Reproduce the listing below verbatim, keeping every line in its original order.

— START OF INPUT DATA —

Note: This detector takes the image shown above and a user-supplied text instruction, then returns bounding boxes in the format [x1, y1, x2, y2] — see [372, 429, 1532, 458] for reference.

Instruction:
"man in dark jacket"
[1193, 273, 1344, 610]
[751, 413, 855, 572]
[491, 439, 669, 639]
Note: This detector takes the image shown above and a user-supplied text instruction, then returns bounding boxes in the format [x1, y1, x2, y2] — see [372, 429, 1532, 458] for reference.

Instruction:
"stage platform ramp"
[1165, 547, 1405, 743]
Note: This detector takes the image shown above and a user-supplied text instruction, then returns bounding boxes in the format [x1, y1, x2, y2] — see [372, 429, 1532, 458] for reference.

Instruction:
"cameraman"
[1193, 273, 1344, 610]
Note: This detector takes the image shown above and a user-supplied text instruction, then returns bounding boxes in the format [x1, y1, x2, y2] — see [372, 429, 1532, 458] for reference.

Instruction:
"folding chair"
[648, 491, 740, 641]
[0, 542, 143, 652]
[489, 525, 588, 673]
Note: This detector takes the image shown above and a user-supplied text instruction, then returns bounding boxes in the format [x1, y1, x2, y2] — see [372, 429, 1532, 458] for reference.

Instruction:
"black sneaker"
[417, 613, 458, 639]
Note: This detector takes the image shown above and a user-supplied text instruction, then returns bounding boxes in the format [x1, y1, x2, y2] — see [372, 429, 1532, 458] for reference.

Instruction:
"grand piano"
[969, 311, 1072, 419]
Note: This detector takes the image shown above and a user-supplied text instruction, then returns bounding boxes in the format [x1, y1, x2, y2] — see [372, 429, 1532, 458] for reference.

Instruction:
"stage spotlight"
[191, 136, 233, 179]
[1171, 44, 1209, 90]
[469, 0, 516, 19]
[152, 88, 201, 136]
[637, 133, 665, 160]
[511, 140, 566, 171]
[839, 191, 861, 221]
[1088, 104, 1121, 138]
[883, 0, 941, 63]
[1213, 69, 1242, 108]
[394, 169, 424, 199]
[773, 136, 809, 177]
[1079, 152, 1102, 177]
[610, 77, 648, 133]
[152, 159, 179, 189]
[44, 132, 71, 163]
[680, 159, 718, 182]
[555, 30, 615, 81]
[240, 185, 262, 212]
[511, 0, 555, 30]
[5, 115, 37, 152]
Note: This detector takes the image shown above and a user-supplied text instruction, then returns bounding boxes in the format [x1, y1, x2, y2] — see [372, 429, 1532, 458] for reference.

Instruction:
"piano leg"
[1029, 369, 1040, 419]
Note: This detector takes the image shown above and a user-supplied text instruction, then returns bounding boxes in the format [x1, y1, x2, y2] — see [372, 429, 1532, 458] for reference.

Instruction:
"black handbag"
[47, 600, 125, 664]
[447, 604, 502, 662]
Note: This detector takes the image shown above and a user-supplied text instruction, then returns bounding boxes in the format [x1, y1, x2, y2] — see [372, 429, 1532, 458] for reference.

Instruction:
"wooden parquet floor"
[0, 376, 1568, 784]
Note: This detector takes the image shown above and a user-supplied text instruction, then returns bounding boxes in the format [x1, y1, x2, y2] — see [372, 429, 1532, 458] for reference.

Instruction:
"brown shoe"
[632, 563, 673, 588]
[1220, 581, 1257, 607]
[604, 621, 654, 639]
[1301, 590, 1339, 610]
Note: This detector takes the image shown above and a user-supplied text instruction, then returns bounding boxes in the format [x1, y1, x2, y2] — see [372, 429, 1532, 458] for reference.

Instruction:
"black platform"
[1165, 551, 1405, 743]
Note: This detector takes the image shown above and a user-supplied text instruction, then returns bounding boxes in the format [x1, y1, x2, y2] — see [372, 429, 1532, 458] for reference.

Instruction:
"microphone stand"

— END OF INPUT DATA —

→ **SOLUTION BELOW**
Note: This detector takes the image shown above and a user-supplied text instruction, then returns bounding boxes in the format [x1, y1, x2, y2] — see [372, 429, 1532, 458] for reference.

Instruction:
"man in dark jacket"
[1193, 273, 1344, 610]
[751, 413, 855, 572]
[491, 439, 669, 639]
Note: This detector takes the image shown above and a user-supplied text instruction, then returns bounding boxes in the format [x1, y1, x2, y2] — see [372, 429, 1532, 458] for reference.

Instruction:
"stage platform ramp"
[1165, 547, 1405, 743]
Note: This detector takes the image shown above and a user-supplied text instruction, then returns bounding boxes in the format [x1, y1, x2, y2] — see [372, 429, 1532, 458] for reference.

Instruction:
"cameraman"
[1193, 273, 1344, 610]
Note: This detector takes the image shown above and a user-supplied text instruction, then returns bounding boxes in the format [x1, y1, x2, y2] — see [372, 429, 1532, 458] for reference.

Instruction:
"folding chair"
[648, 491, 740, 641]
[0, 542, 143, 652]
[489, 525, 588, 673]
Note: This detector takes the image shown above and a user-supplied text instruction, then returns bounding boxes in the format [x1, y1, x2, y2] — see [372, 429, 1532, 458] for reference.

Instruction:
"black sneaker"
[417, 613, 458, 639]
Note: This detector takes the image shown above and a user-supplied text instruction, then returns bounding boxes in the format [x1, y1, x2, y2] — see [372, 429, 1532, 458] for reference.

Instruction:
"grand piano"
[969, 311, 1072, 419]
Note: This detector takes the image shown above and a user-supplied text instruction, then returns bounding boxes in the format [x1, y1, x2, y2] — see [372, 429, 1532, 458] for reference.

Instruction:
"stage spotlight"
[191, 136, 233, 179]
[1171, 44, 1209, 90]
[469, 0, 516, 19]
[152, 88, 201, 136]
[637, 133, 665, 160]
[511, 140, 566, 171]
[839, 191, 861, 221]
[1088, 104, 1121, 138]
[883, 0, 941, 63]
[1213, 69, 1242, 108]
[394, 169, 424, 199]
[773, 136, 809, 177]
[1079, 152, 1102, 177]
[610, 77, 648, 133]
[152, 159, 179, 189]
[44, 132, 71, 163]
[680, 159, 718, 182]
[555, 30, 615, 81]
[240, 185, 262, 212]
[511, 0, 555, 30]
[5, 115, 37, 152]
Note: This detector takes the image shown above and a user-supplied text instruction, then returns bounding boxes in the format [x1, y1, x2, y2] — see [372, 429, 1532, 458] for reference.

Instruction:
"piano leg"
[1029, 369, 1040, 419]
Note: This detector takes the image shown above and a user-supplied text instruction, then returns bounding boxes in the format [x1, y1, x2, y2] — see [372, 429, 1532, 458] for reference.

Instruction:
"black handbag"
[47, 600, 125, 664]
[447, 604, 502, 662]
Note: This detector takes the image shown above and a user-supplied text instruction, then returns bounding boxes in the format [x1, y1, x2, y2] — see [372, 429, 1532, 458] for reference.

Instruction:
"wooden parquet floor"
[0, 376, 1568, 784]
Note: This detector takes the image shown above and a user-supplied text instruction, then returns bounding boxes in the format [x1, y1, x2, y2] — see [372, 429, 1532, 458] for reference.

Instruction:
"brown shoe"
[632, 563, 673, 588]
[1220, 581, 1257, 607]
[604, 621, 654, 639]
[1301, 590, 1339, 610]
Note: This detector takes the image shown above and a user-supplied text instruction, then returns bounding boxes in the format [x1, y1, x2, y2] — see [372, 429, 1532, 458] for reference.

Instruction:
"black platform"
[1165, 551, 1405, 743]
Note: This detector takes the image shown above and a user-supplied text instruction, then returns bounding boxes in the format [x1, y1, x2, y2] — see [372, 429, 1532, 458] for reference.

Instruction:
"microphone stand"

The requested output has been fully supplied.